* Brief 1
Decide whether each statement agrees with the forum post below, answering yes or no and quoting the words of the post that settle it. (a) The writer has data available for testing. (b) The function in the post is named getOrder. (c) The writer asks whether a WHERE clause may follow each INNER JOIN.
* Brief 2
List every comment label placed between /* and */ in the query in the forum post below.
* Brief 3
Rewrite the part of the forum post below that opens with the words containing "I have this" and closes with "for your advice.", putting "table joins" in place of "joins".

* Document text
^^^^^^^^
I have this query for gathering the information about a single order and its become quite complex.
I don't have any data to test with so i'm asking, if anyone has experience with this in small and large data sets, is there a limit to how many joins you can or should make in a single query? Would it be advisable to split the large queries into smaller parts or does this not make a significant difference?
Also, is it legal to have a WHERE
clause after each INNER JOIN
?
Thanks for your advice.
Here is the query:
# Order: Get Order
function getOrder($order_id) {
$sql = "SELECT (order.id, order.created, o_status.status,
/* payment info */
order.total, p_status.status,
/* ordered by */
cust_title.title, cust.forename, cust.surname,
customer.phone, customer.email,
cust.door_name, cust.street1,
cust.street2, cust.town,
cust.city, cust.postcode,
/* deliver to */
recip_title.title, recipient.forename, recipient.surname,
recipient.door_name, recipient.street1,
recipient.street2, recipient.town,
recipient.city, recipient.postcode,
/* deliver info */
shipping.name, order.memo,
/* meta data */
order.last_update)
^^^^^^^^
* Data segment

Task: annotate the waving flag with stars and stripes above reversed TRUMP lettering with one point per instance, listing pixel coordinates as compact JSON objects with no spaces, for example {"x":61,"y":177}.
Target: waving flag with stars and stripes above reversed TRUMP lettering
^^^^^^^^
* Task response 1
(a) No: "I don't have any data to test with"
(b) Yes: "function getOrder($order_id) {"
(c) Yes: "is it legal to have a WHERE"

* Task response 2
payment info
ordered by
deliver to
deliver info
meta data

* Task response 3
I have this query for gathering the information about a single order and its become quite complex.
I don't have any data to test with so i'm asking, if anyone has experience with this in small and large data sets, is there a limit to how many table joins you can or should make in a single query? Would it be advisable to split the large queries into smaller parts or does this not make a significant difference?
Also, is it legal to have a WHERE
clause after each INNER JOIN
?
Thanks for your advice.